— start READING TEXT —
That is why through the first years of Starcraft you saw massive amounts of people try their hat at casting, to various results. (homework question: count how many attempted then escaped the scene in the last bit of time since release).

Now this isn't a single effect, the popularity, and the type of popularity Starcraft has (a stable long cycle) affects the last point greatly. So games which expect a longer consumption time can be a bit more brazen with their vocabulary choice. But I will come back to this.

So other genres nowadays show a lot of unnecessary complexity, this makes their vernacular a tangled mess and creates a higher point of entry.

Let's look at Action-RTS (MOBA).

Fantastic games, but ones which do suffer from a lack of a rogue's gallery of shoutcasters.

Examples;

League of Legends caster ecosystem involves a lot of first party casters who are employed directly through Riot and a smallish quantity of those who developed through the community . Given the age of the game (1+ year beyond Starcraft 2 Beta), and its relative fanbase size (BIGBIGBIG).
— end READING TEXT —
* _REQUIRED TASKS_
**A.** From the passage on shoutcasting, return the stretch from "That is why" through "point of entry.", copied word for word.
**B.** According to the passage on shoutcasting, why does the vernacular of other genres create a higher point of entry? Answer in one to three sentences.
**C.** Extend the passage on shoutcasting, picking up after its final sentence.
The data has no connection to the passage on shoutcasting.
— start SUPPLIED DATA —
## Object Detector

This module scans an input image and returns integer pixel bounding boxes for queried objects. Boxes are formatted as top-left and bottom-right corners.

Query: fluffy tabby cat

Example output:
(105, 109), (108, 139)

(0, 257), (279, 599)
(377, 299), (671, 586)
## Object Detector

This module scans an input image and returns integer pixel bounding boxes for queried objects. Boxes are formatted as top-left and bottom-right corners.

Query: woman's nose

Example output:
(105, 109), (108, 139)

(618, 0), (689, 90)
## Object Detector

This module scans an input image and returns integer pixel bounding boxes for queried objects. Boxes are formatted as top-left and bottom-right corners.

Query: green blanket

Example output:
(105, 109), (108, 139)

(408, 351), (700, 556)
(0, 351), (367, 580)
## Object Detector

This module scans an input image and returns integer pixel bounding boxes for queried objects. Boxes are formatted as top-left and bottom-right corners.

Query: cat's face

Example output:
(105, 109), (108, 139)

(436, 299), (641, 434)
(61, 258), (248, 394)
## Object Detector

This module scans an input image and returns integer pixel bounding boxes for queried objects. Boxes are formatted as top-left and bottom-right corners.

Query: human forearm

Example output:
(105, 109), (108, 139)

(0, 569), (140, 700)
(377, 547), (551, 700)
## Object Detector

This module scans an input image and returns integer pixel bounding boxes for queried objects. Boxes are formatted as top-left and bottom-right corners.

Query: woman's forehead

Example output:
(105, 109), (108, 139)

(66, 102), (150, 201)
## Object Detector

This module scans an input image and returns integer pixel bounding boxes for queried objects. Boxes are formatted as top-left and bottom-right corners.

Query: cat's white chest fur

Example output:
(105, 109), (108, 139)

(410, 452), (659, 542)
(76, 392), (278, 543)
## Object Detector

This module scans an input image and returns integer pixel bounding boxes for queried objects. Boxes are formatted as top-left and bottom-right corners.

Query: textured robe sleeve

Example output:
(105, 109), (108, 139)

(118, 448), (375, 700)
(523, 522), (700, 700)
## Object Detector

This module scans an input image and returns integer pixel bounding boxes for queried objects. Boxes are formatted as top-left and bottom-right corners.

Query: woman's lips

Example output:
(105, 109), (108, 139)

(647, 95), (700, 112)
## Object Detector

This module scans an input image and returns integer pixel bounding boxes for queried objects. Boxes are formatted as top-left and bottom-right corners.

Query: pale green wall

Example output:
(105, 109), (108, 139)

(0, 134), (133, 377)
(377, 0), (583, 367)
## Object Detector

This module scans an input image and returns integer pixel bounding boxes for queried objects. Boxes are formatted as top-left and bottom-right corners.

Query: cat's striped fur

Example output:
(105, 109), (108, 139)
— end SUPPLIED DATA —
* _ANSWER LIST_
**A.**
That is why through the first years of Starcraft you saw massive amounts of people try their hat at casting, to various results. (homework question: count how many attempted then escaped the scene in the last bit of time since release).

Now this isn't a single effect, the popularity, and the type of popularity Starcraft has (a stable long cycle) affects the last point greatly. So games which expect a longer consumption time can be a bit more brazen with their vocabulary choice. But I will come back to this.

So other genres nowadays show a lot of unnecessary complexity, this makes their vernacular a tangled mess and creates a higher point of entry.

**B.** Those genres now show a lot of unnecessary complexity, and that complexity turns their vernacular into a tangled mess.

**C.**
DotA2, a game on the GROW whose predecessor came out a shockingly long time ago (hint: DotA was actually released for the Amiga). It's problems with developing a caster scene have been well discussed and I have seen established casters like TobiWan or Purge lament a lack of viable partners previous.

Now to this point we've ignored, the motives of why someone would be interested in the media side of competitive gaming. But let's take the Chaotic Evil variety, someone decidedly in it for a popularity grab and to sell their own personalized T-Shirts.

The above examples, are begging for more warm bodies, so why wouldn't this evil individual make an attempt? Everyone knows League of Legends has more fans than the population of China! But Evil person instead decides to study Business and be evil the typical way. (there are good businessmen too! ...sometimes)

Well there are many preclusive elements that come from design, but lets stick to our topic of discussion, vernacular.

Okay so your average Action-RTS is built on having a stable of heroes to sell via micro transactions.

This means most character rosters are at least 100 heroes.
Normal models are 5 abilities.
Add in heaps of items, creeps, giant golems you have to slay for treasures,

These games extend well beyond our example of Starcraft and you could expect a vernacular of 600+ terms before you can even hit our baseline.

You can add in skins, muddled lore (poorly written so there is no singleplay, Demacians versus Zszzzz.), and other factors for less crucial terminology and our figure would grow even larger. (more extraneous terms than Starcraft on average)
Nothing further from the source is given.